Copy the lines of the listing from the one containing "mark: bird's beak" through the end, swapping "one pin per instance" for "one point per instance" and leaving all else unchanged.

**Provided data**
==================================================
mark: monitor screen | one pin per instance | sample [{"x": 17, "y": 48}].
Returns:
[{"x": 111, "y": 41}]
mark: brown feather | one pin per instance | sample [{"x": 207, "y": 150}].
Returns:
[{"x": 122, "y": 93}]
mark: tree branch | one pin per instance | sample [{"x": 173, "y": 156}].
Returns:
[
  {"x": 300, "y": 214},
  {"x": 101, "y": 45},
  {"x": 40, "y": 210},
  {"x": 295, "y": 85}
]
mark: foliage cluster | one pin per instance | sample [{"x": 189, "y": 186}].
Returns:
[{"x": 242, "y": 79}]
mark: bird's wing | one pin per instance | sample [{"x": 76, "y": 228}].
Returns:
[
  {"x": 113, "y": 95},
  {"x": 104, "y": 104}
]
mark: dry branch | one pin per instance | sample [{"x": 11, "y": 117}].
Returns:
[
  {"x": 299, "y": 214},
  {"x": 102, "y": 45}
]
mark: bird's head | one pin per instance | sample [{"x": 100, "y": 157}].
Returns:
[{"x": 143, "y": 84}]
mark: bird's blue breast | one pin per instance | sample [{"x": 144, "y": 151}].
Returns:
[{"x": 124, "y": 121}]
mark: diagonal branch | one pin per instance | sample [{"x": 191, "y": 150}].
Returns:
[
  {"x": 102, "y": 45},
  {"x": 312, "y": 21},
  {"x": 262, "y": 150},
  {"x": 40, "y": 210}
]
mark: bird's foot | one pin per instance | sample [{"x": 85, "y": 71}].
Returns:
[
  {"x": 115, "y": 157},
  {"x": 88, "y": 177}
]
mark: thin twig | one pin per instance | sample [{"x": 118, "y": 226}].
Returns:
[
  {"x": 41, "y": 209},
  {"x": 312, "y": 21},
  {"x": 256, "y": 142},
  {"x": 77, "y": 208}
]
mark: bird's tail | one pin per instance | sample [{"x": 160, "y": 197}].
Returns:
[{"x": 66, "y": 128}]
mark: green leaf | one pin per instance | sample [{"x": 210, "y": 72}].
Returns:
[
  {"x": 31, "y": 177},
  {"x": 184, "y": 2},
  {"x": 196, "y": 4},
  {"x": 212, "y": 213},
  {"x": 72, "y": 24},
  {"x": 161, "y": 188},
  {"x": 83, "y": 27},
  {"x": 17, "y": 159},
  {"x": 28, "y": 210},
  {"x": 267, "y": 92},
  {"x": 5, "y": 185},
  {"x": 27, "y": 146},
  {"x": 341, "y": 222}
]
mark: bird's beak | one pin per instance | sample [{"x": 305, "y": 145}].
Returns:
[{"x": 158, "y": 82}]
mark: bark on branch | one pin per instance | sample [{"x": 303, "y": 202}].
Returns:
==================================================
**Exercise result**
mark: bird's beak | one point per instance | sample [{"x": 305, "y": 145}].
Returns:
[{"x": 158, "y": 82}]
mark: bark on branch | one point per instance | sample [{"x": 303, "y": 202}].
Returns:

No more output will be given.